┌──

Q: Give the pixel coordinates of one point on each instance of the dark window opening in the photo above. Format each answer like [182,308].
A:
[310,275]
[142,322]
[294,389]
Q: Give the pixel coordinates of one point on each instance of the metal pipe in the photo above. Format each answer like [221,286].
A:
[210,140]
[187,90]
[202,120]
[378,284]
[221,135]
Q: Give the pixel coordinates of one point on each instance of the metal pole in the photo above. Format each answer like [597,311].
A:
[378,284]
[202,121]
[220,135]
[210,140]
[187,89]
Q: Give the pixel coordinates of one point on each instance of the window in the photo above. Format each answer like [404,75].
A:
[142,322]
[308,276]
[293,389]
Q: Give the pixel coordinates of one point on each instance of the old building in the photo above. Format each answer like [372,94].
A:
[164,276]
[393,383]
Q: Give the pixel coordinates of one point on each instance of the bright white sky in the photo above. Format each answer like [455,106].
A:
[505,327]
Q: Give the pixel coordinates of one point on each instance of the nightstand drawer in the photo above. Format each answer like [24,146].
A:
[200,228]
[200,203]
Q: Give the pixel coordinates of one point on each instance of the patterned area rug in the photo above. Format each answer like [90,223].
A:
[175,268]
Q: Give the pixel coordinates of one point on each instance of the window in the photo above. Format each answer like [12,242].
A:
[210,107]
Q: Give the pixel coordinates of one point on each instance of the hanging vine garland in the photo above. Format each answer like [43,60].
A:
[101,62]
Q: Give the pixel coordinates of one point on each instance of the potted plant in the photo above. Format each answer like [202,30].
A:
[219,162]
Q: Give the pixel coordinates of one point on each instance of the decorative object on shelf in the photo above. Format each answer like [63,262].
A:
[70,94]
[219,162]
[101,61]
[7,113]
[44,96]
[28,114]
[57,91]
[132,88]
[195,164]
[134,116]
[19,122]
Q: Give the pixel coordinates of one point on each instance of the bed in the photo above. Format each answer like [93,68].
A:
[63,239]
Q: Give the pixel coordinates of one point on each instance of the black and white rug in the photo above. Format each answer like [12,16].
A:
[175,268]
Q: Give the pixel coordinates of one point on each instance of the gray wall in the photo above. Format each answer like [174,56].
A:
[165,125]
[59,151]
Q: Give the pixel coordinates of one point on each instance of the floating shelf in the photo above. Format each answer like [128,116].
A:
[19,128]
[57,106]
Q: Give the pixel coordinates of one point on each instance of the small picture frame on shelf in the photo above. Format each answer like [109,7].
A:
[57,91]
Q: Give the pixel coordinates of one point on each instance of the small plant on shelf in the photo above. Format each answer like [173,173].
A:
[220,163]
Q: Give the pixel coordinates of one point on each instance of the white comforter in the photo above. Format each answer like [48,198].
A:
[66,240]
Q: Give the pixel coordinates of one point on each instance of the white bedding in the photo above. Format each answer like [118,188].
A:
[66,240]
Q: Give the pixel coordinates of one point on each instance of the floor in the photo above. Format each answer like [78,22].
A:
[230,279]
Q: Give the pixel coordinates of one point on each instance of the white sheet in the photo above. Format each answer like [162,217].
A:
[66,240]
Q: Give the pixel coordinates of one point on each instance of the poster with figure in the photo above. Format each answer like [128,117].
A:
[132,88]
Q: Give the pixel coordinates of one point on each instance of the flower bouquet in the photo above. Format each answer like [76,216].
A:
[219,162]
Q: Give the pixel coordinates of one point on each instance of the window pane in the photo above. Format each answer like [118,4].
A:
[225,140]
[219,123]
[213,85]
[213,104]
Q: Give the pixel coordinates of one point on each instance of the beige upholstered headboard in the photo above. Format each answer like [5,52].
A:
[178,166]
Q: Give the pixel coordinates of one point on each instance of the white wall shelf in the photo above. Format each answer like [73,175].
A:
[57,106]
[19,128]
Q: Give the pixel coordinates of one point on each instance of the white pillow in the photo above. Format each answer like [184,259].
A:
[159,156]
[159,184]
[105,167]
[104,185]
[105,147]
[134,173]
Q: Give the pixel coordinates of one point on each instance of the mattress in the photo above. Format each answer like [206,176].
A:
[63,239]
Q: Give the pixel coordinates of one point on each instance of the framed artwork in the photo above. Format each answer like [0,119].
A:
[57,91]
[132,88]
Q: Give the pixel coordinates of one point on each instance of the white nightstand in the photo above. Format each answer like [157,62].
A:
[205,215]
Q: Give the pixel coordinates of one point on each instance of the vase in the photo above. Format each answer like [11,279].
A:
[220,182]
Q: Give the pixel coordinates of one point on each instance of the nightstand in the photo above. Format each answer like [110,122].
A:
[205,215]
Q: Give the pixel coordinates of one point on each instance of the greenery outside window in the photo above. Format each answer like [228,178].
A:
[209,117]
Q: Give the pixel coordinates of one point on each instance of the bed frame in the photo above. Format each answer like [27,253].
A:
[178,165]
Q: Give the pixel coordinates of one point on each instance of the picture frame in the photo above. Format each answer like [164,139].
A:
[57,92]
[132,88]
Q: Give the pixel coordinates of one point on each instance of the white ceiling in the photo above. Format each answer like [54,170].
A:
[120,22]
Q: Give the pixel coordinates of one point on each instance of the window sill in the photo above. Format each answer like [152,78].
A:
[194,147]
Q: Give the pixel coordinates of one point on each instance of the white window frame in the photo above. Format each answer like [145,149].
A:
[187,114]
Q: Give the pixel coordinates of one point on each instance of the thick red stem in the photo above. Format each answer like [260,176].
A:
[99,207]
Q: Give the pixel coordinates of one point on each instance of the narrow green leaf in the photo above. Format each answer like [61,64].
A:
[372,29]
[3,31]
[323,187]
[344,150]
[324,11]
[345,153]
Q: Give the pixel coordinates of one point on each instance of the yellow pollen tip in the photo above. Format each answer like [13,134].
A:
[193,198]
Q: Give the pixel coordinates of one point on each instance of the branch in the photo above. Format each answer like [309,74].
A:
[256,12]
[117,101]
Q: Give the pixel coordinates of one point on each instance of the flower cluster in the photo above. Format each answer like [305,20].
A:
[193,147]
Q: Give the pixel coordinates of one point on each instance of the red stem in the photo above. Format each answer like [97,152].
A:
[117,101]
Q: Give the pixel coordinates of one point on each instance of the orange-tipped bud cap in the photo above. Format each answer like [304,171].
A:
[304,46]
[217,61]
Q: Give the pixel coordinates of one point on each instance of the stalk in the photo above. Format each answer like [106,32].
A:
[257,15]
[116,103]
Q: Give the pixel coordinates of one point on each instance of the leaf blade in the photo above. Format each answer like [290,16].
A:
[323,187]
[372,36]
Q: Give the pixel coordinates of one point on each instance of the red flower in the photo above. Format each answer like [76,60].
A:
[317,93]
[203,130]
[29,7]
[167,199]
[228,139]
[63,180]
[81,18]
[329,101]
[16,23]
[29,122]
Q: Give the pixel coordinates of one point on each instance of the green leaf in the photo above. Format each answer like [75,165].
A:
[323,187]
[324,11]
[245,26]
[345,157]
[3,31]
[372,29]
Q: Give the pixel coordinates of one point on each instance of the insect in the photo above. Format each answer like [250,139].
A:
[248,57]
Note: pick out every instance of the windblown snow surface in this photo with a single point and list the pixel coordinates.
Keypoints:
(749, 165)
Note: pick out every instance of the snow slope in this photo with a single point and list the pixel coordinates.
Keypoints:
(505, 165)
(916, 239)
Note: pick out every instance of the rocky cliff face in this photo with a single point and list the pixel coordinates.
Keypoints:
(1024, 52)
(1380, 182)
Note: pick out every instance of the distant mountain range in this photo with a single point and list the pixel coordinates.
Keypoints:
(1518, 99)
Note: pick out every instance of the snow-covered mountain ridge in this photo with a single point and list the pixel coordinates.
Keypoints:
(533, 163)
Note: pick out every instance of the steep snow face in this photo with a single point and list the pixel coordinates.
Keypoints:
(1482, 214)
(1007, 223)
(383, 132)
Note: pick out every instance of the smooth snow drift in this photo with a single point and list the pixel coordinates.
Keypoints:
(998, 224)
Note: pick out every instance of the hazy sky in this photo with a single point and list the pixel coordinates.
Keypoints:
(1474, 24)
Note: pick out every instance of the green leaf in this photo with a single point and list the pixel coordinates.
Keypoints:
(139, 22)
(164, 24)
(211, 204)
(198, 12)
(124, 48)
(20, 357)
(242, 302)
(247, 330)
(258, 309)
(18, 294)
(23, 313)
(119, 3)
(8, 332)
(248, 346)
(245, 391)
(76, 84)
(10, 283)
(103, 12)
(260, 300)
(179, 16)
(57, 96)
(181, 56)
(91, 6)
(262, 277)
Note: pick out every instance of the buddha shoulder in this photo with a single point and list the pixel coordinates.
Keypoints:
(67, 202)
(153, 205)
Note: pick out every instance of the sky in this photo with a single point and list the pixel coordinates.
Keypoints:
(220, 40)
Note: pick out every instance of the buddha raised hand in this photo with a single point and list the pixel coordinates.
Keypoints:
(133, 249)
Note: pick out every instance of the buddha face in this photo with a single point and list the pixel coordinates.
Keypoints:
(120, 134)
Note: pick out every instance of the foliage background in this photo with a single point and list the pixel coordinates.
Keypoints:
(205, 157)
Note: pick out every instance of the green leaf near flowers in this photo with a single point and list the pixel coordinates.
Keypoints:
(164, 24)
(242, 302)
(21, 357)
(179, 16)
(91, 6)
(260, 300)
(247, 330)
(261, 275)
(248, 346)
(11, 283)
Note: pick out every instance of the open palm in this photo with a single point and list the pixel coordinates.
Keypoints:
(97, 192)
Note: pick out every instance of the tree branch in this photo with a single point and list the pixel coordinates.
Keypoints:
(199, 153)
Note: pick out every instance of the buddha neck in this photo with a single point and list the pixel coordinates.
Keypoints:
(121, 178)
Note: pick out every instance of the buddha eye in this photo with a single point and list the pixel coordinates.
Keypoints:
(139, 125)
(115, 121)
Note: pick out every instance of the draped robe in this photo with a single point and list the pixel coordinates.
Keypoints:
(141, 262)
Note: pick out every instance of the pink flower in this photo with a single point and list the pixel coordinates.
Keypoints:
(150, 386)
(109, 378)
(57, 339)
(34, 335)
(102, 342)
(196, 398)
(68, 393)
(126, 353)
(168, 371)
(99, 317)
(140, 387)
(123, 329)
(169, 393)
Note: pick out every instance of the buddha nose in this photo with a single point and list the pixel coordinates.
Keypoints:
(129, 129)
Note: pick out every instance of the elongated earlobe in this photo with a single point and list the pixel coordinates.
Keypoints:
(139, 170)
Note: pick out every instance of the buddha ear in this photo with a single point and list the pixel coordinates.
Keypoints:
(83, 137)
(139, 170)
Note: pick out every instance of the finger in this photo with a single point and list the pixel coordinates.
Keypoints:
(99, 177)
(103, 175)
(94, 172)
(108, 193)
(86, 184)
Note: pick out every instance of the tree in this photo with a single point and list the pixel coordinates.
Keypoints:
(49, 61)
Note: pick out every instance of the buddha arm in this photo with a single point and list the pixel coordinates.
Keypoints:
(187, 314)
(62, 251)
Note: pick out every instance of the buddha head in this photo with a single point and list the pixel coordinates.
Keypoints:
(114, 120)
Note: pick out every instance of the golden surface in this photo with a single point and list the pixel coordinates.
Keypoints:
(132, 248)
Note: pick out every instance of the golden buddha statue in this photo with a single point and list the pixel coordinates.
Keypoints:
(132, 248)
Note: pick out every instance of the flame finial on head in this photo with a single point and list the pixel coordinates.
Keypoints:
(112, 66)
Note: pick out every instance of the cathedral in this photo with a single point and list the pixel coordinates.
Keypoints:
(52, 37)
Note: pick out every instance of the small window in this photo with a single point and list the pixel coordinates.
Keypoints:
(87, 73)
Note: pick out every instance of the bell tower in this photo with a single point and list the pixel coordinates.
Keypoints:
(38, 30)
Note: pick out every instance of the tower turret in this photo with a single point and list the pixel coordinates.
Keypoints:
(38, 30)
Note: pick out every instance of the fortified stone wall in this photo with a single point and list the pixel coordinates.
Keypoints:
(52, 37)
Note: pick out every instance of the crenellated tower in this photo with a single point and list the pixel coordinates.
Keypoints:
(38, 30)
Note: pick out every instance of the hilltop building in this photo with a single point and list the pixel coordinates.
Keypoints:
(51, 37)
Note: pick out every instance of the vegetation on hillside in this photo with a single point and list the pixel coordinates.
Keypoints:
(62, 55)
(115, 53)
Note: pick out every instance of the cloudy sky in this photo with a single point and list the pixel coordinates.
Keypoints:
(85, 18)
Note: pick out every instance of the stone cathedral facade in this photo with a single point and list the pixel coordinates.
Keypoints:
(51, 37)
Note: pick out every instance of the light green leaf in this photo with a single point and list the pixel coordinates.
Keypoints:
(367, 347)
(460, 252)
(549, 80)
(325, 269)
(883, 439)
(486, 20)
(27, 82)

└──

> _PROBLEM DETAILS_
Extract every line from the one containing "Note: pick out every instance of the vegetation" through the last line of the data, inclusive, exactly as written.

> _RESULT BELOW_
Note: pick out every instance of the vegetation on hillside in this photo with a single point and list the pixel coordinates.
Keypoints:
(62, 55)
(115, 53)
Note: pick out every instance of the cloudy sky in this photo with a single point and list the pixel coordinates.
Keypoints:
(85, 18)
Note: pick out every instance of the stone cathedral facade in this photo with a single point and list the pixel coordinates.
Keypoints:
(51, 37)
Note: pick out every instance of the light green leaf in this photo with a single point and list the pixel coordinates.
Keypoints:
(367, 347)
(460, 252)
(549, 80)
(325, 269)
(883, 439)
(486, 20)
(27, 82)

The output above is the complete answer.